EXERCISE INPUT START

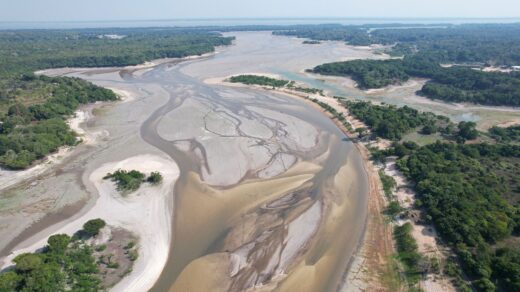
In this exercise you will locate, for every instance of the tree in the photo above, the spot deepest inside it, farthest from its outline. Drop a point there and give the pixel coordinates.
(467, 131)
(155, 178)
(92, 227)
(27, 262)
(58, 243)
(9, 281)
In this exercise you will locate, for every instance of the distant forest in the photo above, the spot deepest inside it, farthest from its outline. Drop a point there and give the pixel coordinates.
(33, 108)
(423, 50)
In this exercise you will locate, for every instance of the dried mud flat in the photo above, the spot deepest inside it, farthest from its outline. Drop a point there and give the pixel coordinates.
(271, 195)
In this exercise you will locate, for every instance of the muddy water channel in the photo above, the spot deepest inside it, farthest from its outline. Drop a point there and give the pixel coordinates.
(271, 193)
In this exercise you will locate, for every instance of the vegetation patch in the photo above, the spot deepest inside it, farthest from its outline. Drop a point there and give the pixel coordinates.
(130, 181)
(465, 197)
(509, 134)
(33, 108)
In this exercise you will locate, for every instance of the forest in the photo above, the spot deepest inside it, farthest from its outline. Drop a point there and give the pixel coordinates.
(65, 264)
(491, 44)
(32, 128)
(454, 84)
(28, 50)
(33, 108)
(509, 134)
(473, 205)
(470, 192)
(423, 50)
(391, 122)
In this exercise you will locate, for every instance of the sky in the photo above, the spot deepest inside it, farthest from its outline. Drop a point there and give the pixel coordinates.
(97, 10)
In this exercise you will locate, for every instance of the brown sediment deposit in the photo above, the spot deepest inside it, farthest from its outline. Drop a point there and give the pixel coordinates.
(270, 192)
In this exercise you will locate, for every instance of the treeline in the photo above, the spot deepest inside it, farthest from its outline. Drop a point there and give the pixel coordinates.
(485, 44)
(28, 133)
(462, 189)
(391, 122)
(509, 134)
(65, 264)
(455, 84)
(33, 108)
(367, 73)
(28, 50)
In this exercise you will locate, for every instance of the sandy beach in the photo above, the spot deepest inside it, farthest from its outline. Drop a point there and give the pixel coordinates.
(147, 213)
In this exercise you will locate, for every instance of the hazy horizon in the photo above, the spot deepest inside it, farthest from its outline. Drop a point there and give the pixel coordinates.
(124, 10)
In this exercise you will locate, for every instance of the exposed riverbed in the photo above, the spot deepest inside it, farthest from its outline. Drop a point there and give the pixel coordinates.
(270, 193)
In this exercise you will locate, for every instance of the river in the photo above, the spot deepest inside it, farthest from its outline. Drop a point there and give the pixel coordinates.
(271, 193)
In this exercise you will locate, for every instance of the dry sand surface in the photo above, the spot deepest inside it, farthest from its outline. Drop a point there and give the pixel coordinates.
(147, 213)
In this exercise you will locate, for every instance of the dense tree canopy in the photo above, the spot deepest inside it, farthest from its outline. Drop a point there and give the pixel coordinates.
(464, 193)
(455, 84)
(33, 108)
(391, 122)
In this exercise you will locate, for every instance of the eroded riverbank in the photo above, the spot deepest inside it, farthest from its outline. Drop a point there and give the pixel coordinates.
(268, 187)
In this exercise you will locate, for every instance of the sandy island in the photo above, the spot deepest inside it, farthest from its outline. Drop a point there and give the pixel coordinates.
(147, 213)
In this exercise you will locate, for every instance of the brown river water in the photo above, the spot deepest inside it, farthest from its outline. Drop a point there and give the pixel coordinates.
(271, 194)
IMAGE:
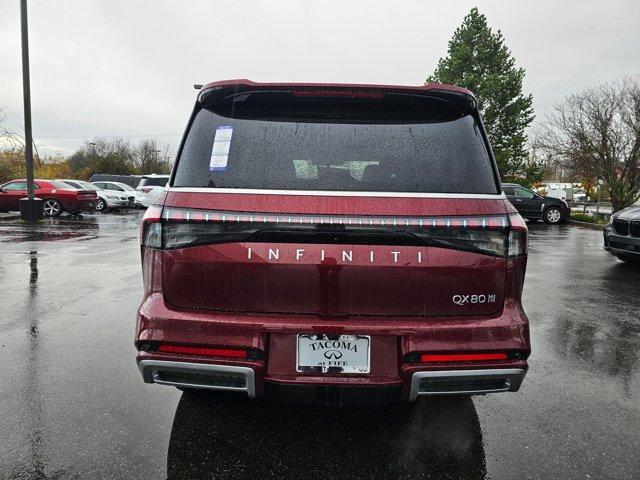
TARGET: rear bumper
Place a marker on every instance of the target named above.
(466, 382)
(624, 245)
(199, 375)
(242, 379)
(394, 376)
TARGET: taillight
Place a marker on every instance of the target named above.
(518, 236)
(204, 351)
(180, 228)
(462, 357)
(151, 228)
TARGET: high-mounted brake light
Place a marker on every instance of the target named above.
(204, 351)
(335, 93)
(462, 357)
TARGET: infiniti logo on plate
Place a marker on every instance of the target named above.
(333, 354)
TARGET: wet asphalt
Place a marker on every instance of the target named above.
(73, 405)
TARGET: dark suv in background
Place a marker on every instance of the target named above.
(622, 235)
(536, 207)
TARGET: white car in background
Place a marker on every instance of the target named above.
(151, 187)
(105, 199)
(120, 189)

EXERCISE INPUT END

▸ PROBLEM
Your copy must match the records above exactly, apart from the pictures, which are excluded.

▸ RESULT OF THE TASK
In this exercise you will locate, for every instance of the tree in the photo above, the spot deepest inside it, farthest from its outline. Drop a point there and give the pixel coordinates.
(467, 131)
(155, 178)
(92, 227)
(27, 262)
(58, 243)
(9, 281)
In this exercise you will locate, for every instance of the distant forest in the photo above, the spot deepest inside it, farthest from its outline. Drop a point there and give the pixel coordinates.
(33, 108)
(423, 50)
In this exercise you will locate, for every instance of the dried mud flat in the photo above, the spot deepest inside it, farthest from its outline. Drop a point there and give the pixel coordinates.
(271, 195)
In this exercise you will locate, for every instance of the muddy water channel in the photo above, the spot deepest inside it, farthest from its outline. Drop a point there and give the pixel coordinates.
(271, 193)
In this exercise you will locate, for every instance of the vegetation patch in the photo above, the spot deepest inside it, farthest from its outline. Drop a point there and give the pixel coordinates.
(130, 181)
(465, 197)
(509, 134)
(33, 108)
In this exercise you will locate, for every instance of the forest in the photo above, the spot deepest inside it, farthest from its outline. Drop a point there and give the pixel coordinates.
(65, 264)
(491, 44)
(32, 128)
(454, 84)
(28, 50)
(33, 108)
(509, 134)
(473, 205)
(470, 192)
(423, 50)
(391, 122)
In this exercise you will locate, for every instance of the sky in the photo above, the spot deepest inside it, farthest from its outline. Drop a point there and give the pixel coordinates.
(97, 10)
In this exercise you will locate, for every instance of the brown sediment deposit in the photo above, the spot deepest inside it, farthest from its outline. Drop a point there and give the pixel coordinates.
(270, 192)
In this exercise you will locate, for every instance of the treeline in the photo above, the spot deepest inside it, farthest from its outline. Drop a point there and give the pixel coordinates.
(485, 44)
(28, 133)
(462, 189)
(391, 122)
(509, 134)
(65, 264)
(455, 84)
(33, 108)
(367, 73)
(28, 50)
In this exercise you will locate, for every instance of the sandy beach in the photo above, the spot deepest inside it, farthest from its outline. Drop a point there and give the pixel coordinates.
(147, 213)
In this exercise you will locate, for every instance of the hazy horizon in the photo above, the spot deepest inside it, farthest from its outline. Drop a point there and give the pixel coordinates.
(124, 10)
In this exercise you will locate, for every instance of the exposed riverbed in the photo above, the spot deepest inside it, farthest from its outline. Drop a point there and give the pixel coordinates.
(270, 193)
In this exercise you will locate, for every instance of the river in the photo above, the spot deepest inside it, farthest from its outline. Drop a point there and give the pixel coordinates.
(271, 193)
In this exercise you will locate, for every instance of the dry sand surface in the photo above, the spot deepest inside it, farthest from its outline. Drop a point there and give the pixel coordinates.
(147, 213)
In this exercise you will locate, for every instance of the dense tree canopy in the photo above, the spot deepest inside it, farthest from its outline. Drop a point there and give the pixel coordinates.
(464, 193)
(455, 84)
(33, 108)
(391, 122)
In this exercise you will locate, for every instance of the eroded riverbank in the photo above, the spot deepest inside it, farthest from its outline. Drop a point there and give the pixel coordinates.
(268, 187)
In this exercise you will locate, for every instance of the sandy island in the photo above, the spot deepest inside it, farthest from its outline. Drop a point there and give the pixel coordinates.
(147, 213)
In this exercise you will locate, for every instance of the brown river water in the photo above, the spot deepest inside it, farthest from its outline. Drop a point there and give the pixel coordinates.
(271, 194)
IMAGE:
TARGET: rear bumper
Place a marker on every instance of the target named above.
(466, 382)
(624, 245)
(199, 375)
(242, 379)
(394, 376)
TARGET: taillight
Place a marker on every instance of the target named above.
(518, 236)
(204, 351)
(180, 228)
(462, 357)
(151, 228)
TARGET: high-mounted brake light
Place a marker on every instance of the target named above.
(204, 351)
(335, 93)
(462, 357)
TARGET: infiniti logo on plate
Place a marker on every instance of the target named above.
(333, 354)
TARGET: wet asphalt
Place a marker on every instance of the target named above.
(73, 405)
TARGET: dark suv in background
Place a marker on every instance of the target named above.
(622, 235)
(536, 207)
TARGET: white car in background
Place a marker on every instance of the target named above.
(151, 187)
(105, 199)
(120, 189)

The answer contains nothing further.